*** Opening Given records ***

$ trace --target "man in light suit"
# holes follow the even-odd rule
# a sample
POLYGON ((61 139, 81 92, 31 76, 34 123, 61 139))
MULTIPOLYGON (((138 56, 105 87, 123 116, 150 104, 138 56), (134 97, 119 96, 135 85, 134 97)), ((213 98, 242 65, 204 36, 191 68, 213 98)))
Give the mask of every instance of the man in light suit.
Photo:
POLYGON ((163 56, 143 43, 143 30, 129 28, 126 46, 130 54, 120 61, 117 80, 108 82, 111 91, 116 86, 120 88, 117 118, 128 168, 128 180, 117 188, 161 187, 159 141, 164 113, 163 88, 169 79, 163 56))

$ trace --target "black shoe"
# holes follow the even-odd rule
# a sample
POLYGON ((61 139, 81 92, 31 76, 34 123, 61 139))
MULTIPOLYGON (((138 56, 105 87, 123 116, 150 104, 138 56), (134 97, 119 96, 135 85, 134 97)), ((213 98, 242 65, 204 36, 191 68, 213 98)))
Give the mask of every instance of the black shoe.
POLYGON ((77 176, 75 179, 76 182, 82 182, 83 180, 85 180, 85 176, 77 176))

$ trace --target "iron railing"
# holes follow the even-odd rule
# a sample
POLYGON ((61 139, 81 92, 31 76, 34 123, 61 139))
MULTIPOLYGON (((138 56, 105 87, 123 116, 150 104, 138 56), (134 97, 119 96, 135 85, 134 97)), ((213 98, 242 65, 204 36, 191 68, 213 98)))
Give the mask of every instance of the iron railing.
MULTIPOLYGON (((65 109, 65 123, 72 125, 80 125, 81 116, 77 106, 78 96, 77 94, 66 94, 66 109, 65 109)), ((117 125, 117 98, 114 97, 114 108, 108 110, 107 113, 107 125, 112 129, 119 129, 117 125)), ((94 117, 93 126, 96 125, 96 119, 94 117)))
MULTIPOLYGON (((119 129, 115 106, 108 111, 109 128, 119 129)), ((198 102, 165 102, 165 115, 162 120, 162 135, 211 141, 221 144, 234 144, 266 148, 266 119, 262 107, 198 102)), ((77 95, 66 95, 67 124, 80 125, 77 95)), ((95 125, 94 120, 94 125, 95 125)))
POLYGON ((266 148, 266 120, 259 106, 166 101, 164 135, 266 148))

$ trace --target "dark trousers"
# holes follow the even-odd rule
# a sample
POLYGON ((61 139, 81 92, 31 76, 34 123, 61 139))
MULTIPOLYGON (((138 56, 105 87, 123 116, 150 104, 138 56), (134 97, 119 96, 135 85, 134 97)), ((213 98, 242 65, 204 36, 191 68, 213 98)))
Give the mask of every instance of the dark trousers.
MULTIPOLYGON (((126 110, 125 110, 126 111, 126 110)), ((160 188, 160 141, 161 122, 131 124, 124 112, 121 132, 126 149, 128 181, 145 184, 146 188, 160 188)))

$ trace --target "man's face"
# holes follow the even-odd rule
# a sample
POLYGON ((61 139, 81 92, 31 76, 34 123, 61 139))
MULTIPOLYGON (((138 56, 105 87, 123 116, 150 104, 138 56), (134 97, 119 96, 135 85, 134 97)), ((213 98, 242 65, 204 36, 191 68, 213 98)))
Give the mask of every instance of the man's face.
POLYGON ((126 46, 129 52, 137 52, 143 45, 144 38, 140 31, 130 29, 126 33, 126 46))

*** Closing Given records ***

→ **Assigned task**
Write out the records again so that each line matches the original exactly.

→ **Answer box**
$ trace --target "man in light suit"
# holes follow the even-odd rule
# a sample
POLYGON ((61 139, 81 92, 31 76, 34 123, 61 139))
MULTIPOLYGON (((138 56, 105 87, 123 116, 150 104, 138 56), (134 97, 119 96, 135 85, 134 97)), ((213 98, 242 65, 204 36, 191 68, 213 98)))
Give the mask of every instance of the man in light suit.
Photo:
POLYGON ((163 56, 143 43, 143 30, 129 28, 126 46, 130 54, 120 61, 117 80, 108 82, 111 91, 116 86, 120 88, 117 118, 128 168, 128 180, 117 188, 161 187, 159 141, 164 113, 163 88, 169 79, 163 56))

$ trace --target "black shoe"
# holes follow the even-odd rule
# a sample
POLYGON ((61 139, 81 92, 31 76, 34 123, 61 139))
MULTIPOLYGON (((138 56, 105 87, 123 116, 150 104, 138 56), (134 97, 119 96, 135 85, 134 97)), ((213 98, 242 65, 204 36, 191 68, 213 98)))
Give the mask of every instance of the black shoe.
POLYGON ((77 176, 75 179, 76 182, 82 182, 83 180, 85 180, 85 176, 77 176))

$ trace --target "iron railing"
# holes follow the even-odd rule
# a sample
POLYGON ((61 139, 81 92, 31 76, 34 123, 61 139))
MULTIPOLYGON (((138 56, 105 87, 123 116, 150 104, 138 56), (134 97, 119 96, 135 85, 134 97)), ((213 98, 242 65, 204 36, 191 68, 213 98)))
Give the mask of every instance of the iron railing.
MULTIPOLYGON (((65 109, 65 123, 72 125, 80 125, 81 116, 77 106, 78 96, 77 94, 66 94, 66 109, 65 109)), ((117 125, 117 98, 114 97, 114 108, 108 110, 107 113, 107 125, 112 129, 119 129, 117 125)), ((94 117, 93 126, 96 125, 96 119, 94 117)))
MULTIPOLYGON (((119 129, 115 106, 108 111, 109 128, 119 129)), ((198 102, 165 102, 165 115, 162 120, 162 135, 211 141, 221 144, 234 144, 266 148, 266 119, 262 107, 198 102)), ((77 95, 66 95, 67 124, 80 125, 77 95)), ((95 125, 94 120, 94 125, 95 125)))
POLYGON ((266 148, 266 120, 259 106, 166 101, 164 135, 266 148))

$ trace --target "dark trousers"
# holes follow the even-odd rule
# a sample
POLYGON ((61 139, 81 92, 31 76, 34 123, 61 139))
MULTIPOLYGON (((138 56, 105 87, 123 116, 150 104, 138 56), (134 97, 119 96, 135 85, 134 97)), ((213 98, 242 65, 204 36, 191 68, 213 98)))
Give the mask of every instance of the dark trousers.
MULTIPOLYGON (((126 110, 125 110, 126 111, 126 110)), ((160 188, 160 141, 161 122, 131 124, 124 112, 121 132, 126 149, 128 181, 145 184, 146 188, 160 188)))

$ trace --target "man's face"
# holes follow the even-odd rule
# a sample
POLYGON ((61 139, 81 92, 31 76, 34 123, 61 139))
MULTIPOLYGON (((138 56, 105 87, 123 116, 150 104, 138 56), (134 97, 119 96, 135 85, 134 97)), ((213 98, 242 65, 204 36, 191 68, 213 98)))
Give the mask of every instance of the man's face.
POLYGON ((126 46, 129 52, 137 52, 143 45, 144 38, 140 31, 130 29, 126 33, 126 46))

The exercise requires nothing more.